Output every entry exactly as written, skipping any pictures.

begin

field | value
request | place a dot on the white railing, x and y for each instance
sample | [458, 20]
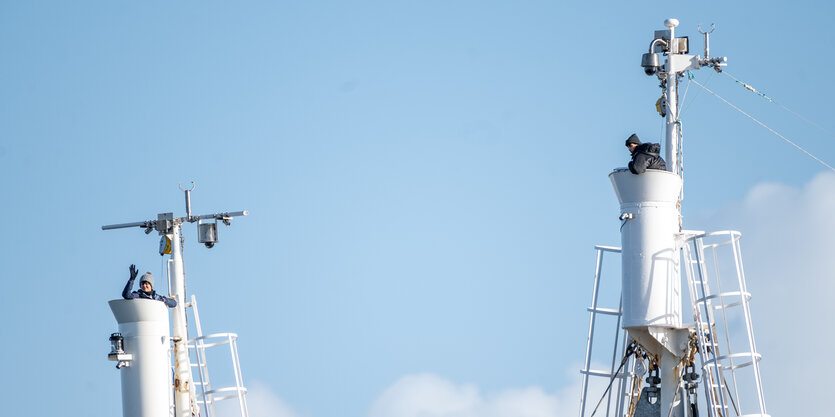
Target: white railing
[720, 308]
[207, 395]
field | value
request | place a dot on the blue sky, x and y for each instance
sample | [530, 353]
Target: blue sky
[426, 181]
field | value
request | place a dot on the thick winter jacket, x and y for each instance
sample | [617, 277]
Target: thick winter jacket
[646, 157]
[127, 294]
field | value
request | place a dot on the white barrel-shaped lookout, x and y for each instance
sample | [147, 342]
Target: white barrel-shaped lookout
[651, 279]
[146, 381]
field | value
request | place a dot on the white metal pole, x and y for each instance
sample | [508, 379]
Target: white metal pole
[671, 140]
[182, 367]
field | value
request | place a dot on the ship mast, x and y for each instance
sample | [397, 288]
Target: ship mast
[170, 230]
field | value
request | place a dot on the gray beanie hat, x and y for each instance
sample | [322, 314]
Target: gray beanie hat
[147, 277]
[633, 139]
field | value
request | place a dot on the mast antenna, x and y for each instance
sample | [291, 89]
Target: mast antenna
[707, 38]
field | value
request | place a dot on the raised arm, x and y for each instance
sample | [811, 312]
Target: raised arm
[127, 292]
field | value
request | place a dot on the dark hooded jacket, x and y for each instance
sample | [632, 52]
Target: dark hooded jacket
[127, 294]
[646, 157]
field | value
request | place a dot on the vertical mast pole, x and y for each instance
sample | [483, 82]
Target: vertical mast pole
[182, 367]
[671, 143]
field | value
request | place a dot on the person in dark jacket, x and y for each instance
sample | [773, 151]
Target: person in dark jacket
[644, 155]
[146, 289]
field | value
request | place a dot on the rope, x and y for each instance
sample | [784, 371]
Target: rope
[761, 94]
[763, 125]
[629, 352]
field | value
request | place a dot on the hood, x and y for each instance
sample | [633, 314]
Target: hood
[650, 148]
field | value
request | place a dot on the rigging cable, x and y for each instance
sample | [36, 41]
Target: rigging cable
[764, 96]
[629, 351]
[763, 125]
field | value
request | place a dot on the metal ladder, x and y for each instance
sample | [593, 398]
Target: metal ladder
[207, 397]
[711, 311]
[624, 377]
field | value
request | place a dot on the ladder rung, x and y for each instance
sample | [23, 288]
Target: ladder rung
[609, 311]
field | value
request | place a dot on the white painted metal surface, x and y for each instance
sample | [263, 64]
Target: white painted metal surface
[183, 381]
[146, 381]
[651, 277]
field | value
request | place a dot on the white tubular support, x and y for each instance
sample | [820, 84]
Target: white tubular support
[183, 386]
[145, 379]
[651, 277]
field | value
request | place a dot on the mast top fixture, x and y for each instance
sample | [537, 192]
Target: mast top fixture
[166, 222]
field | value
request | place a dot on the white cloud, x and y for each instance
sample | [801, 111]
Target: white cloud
[789, 253]
[429, 395]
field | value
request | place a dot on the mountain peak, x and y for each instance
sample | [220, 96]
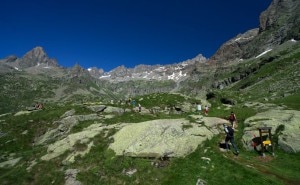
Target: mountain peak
[36, 53]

end

■ **Exercise output**
field | value
request | place a dot on the white railing, x and y for each instance
sample | [458, 20]
Target: white railing
[720, 308]
[207, 395]
field | value
request | place a dot on the blue sky, x and y for each instance
sample | [530, 353]
Target: blue sky
[426, 181]
field | value
request | place a dot on the thick winter jacket, x and y for each instance
sample | [617, 277]
Target: thick winter jacket
[646, 157]
[127, 294]
field | value
request | place a dot on the white barrel-shaped lookout, x and y for each instance
sample | [147, 342]
Target: white barrel-shaped lookout
[651, 279]
[146, 381]
field | value
request | place a dot on the white metal pole, x and y for each instance
sample | [508, 379]
Target: white metal pole
[671, 140]
[182, 367]
field | value
request | place a dot on the ship mast, x and y for each instance
sample | [397, 288]
Target: ship mast
[170, 230]
field | value
request | place a dot on the gray beanie hat, x and y for each instance
sample | [322, 314]
Target: gray beanie hat
[147, 277]
[633, 139]
field | value
request | place a dot on the mast antenna, x and y for each instance
sample | [291, 89]
Target: mast antenna
[707, 38]
field | value
request | place a dot on the raised arm, x and y for each instance
sample | [811, 312]
Target: raised arm
[127, 292]
field | value
request | place a dot on the dark hooded jacket, x and y for each instance
sample | [632, 52]
Target: dark hooded jacket
[127, 294]
[646, 157]
field | value
request | place a dot on the vertical mast pole, x and y for each instance
sample | [483, 82]
Target: vertical mast pole
[182, 367]
[671, 143]
field | value
request | place a dot on the person in dark jacket, x and y for each instance
sample | [773, 151]
Target: person in dark jacket
[644, 155]
[146, 289]
field | value
request | place a dot on the rope, x and y for each instance
sample | [784, 371]
Target: rope
[761, 94]
[763, 125]
[629, 352]
field | value
request | place a dot on the hood, x and y for each instance
sample | [633, 314]
Target: hood
[650, 148]
field | value
request | place a dot on the rigging cable, x and y for each instance
sample | [36, 41]
Target: rigging cable
[764, 96]
[629, 351]
[763, 125]
field | value
request | place a dot on the metal ladder, x and y for each instance
sample | [593, 398]
Target: metal ladder
[207, 397]
[711, 311]
[624, 377]
field | value
request | place a dot on the ladder rung, x and y for each instance
sample | [23, 288]
Target: ladder rung
[609, 311]
field | value
request | place a dot on the white painted metal surface, x and y for each instance
sample | [263, 64]
Target: white painted metal surface
[183, 381]
[146, 381]
[651, 277]
field | value
request | place a dot on the white tubular support, x and y for each instance
sample | [820, 84]
Target: white tubular support
[183, 386]
[145, 379]
[651, 277]
field | value
request | place a dot on the mast top fixture, x and y for each instance
sample | [537, 192]
Target: mast top fixture
[166, 222]
field | value
request | place a dot on the white cloud, x and y for each instance
sample | [801, 111]
Target: white cloud
[789, 253]
[429, 395]
field | value
request | place a dot on the mountain peak, x and y for each instance
sample | [220, 96]
Target: mountain peak
[36, 53]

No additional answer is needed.